HOW TO COMPLETE THIS TASK — From the data that follows, copy every line with the string "below".

Natural language region descriptions
<<<<
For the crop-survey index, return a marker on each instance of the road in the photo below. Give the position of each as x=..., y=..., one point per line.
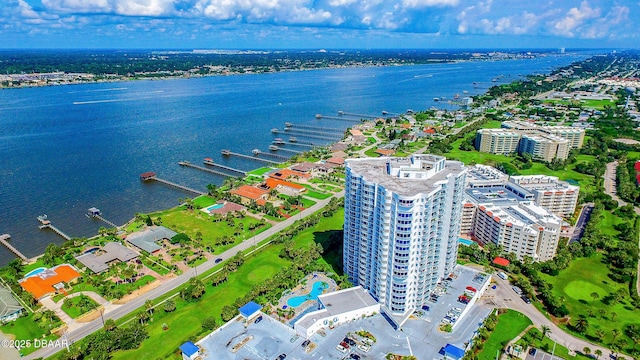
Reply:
x=176, y=282
x=504, y=296
x=610, y=189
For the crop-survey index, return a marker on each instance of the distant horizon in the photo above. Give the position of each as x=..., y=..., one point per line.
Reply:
x=309, y=24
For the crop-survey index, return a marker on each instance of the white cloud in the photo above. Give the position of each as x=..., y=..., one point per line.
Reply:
x=575, y=17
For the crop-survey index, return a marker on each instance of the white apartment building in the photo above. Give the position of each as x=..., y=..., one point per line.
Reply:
x=557, y=196
x=402, y=220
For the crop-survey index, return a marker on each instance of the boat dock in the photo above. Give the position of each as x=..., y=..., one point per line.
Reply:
x=358, y=115
x=320, y=116
x=208, y=161
x=314, y=136
x=310, y=127
x=289, y=150
x=201, y=168
x=151, y=176
x=3, y=240
x=94, y=213
x=312, y=132
x=45, y=223
x=257, y=152
x=229, y=153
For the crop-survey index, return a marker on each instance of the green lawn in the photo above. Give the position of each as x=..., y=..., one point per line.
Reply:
x=75, y=310
x=259, y=172
x=185, y=322
x=191, y=222
x=592, y=275
x=510, y=324
x=533, y=338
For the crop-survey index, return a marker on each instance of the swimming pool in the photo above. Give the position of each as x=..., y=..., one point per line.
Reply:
x=318, y=286
x=35, y=272
x=215, y=207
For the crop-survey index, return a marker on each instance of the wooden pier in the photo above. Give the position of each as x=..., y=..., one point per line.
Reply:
x=320, y=116
x=312, y=136
x=209, y=161
x=45, y=223
x=201, y=168
x=310, y=127
x=151, y=176
x=295, y=131
x=289, y=150
x=358, y=115
x=257, y=152
x=3, y=240
x=230, y=153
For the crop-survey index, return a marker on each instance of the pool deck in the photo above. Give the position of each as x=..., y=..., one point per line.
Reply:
x=304, y=288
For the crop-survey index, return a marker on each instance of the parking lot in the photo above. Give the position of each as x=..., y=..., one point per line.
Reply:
x=419, y=336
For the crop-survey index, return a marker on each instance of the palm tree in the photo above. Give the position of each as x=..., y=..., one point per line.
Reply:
x=545, y=331
x=614, y=334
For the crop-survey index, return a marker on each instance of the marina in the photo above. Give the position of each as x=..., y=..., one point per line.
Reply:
x=210, y=162
x=151, y=176
x=201, y=168
x=314, y=136
x=287, y=126
x=231, y=153
x=3, y=240
x=257, y=152
x=45, y=223
x=95, y=213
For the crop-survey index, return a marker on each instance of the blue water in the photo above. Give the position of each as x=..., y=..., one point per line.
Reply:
x=34, y=272
x=65, y=149
x=316, y=290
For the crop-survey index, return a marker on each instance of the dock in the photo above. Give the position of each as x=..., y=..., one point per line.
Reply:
x=313, y=136
x=257, y=152
x=3, y=240
x=358, y=115
x=310, y=127
x=230, y=153
x=45, y=223
x=151, y=176
x=289, y=150
x=201, y=168
x=320, y=116
x=294, y=131
x=208, y=161
x=94, y=213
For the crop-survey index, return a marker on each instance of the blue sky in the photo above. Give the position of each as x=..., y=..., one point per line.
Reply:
x=265, y=24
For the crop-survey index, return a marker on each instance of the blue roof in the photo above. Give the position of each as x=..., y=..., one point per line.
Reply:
x=189, y=348
x=452, y=351
x=249, y=309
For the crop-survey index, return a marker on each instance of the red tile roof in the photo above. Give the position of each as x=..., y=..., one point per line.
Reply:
x=249, y=192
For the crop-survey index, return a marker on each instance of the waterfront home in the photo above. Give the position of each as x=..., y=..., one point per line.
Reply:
x=10, y=308
x=248, y=194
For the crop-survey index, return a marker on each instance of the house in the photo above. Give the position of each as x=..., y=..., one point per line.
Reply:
x=110, y=253
x=285, y=187
x=50, y=281
x=146, y=240
x=248, y=194
x=10, y=308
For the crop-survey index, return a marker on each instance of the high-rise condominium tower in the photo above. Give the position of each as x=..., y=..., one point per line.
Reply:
x=402, y=220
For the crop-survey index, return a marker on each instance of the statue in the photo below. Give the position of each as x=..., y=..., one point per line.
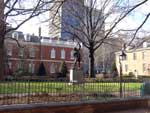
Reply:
x=77, y=56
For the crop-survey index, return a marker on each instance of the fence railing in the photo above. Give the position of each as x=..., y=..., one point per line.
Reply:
x=45, y=91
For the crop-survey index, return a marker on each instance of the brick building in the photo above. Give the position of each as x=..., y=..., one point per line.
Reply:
x=33, y=51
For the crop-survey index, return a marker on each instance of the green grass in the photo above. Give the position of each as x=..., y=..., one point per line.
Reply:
x=61, y=87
>>>>
THE ANSWER —
For the crop-survey index, return a marker on each instance of the road in the photo below. Give the position of each as x=..., y=..., one point per line.
For the crop-survey index, return a marker on each instance of the statue in the photo below. Give the position of each as x=..., y=..., one point per line.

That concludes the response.